▶ Records shown
· · · · ·

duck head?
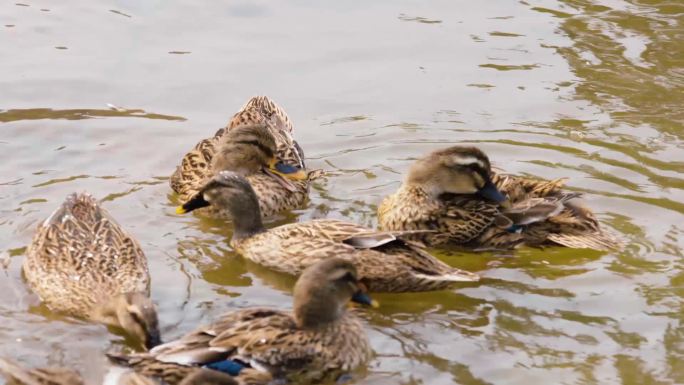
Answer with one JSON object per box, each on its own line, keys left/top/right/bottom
{"left": 176, "top": 171, "right": 265, "bottom": 239}
{"left": 406, "top": 146, "right": 508, "bottom": 206}
{"left": 293, "top": 258, "right": 377, "bottom": 329}
{"left": 212, "top": 123, "right": 307, "bottom": 192}
{"left": 95, "top": 292, "right": 161, "bottom": 350}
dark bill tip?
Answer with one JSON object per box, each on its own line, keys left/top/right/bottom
{"left": 176, "top": 194, "right": 210, "bottom": 214}
{"left": 351, "top": 290, "right": 379, "bottom": 308}
{"left": 145, "top": 329, "right": 162, "bottom": 349}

· · · · ·

Print the listing again exactly as it appears, except for the pictures, which stay out.

duck head?
Answer with one JSON object per box, each on its own line, keys left/top/right/bottom
{"left": 176, "top": 171, "right": 265, "bottom": 239}
{"left": 406, "top": 146, "right": 508, "bottom": 206}
{"left": 293, "top": 258, "right": 377, "bottom": 329}
{"left": 212, "top": 123, "right": 307, "bottom": 192}
{"left": 95, "top": 292, "right": 161, "bottom": 350}
dark bill tip?
Answer with one JSON object per box, each on its own line, keys left/top/right/bottom
{"left": 176, "top": 194, "right": 210, "bottom": 214}
{"left": 351, "top": 290, "right": 379, "bottom": 308}
{"left": 145, "top": 329, "right": 162, "bottom": 349}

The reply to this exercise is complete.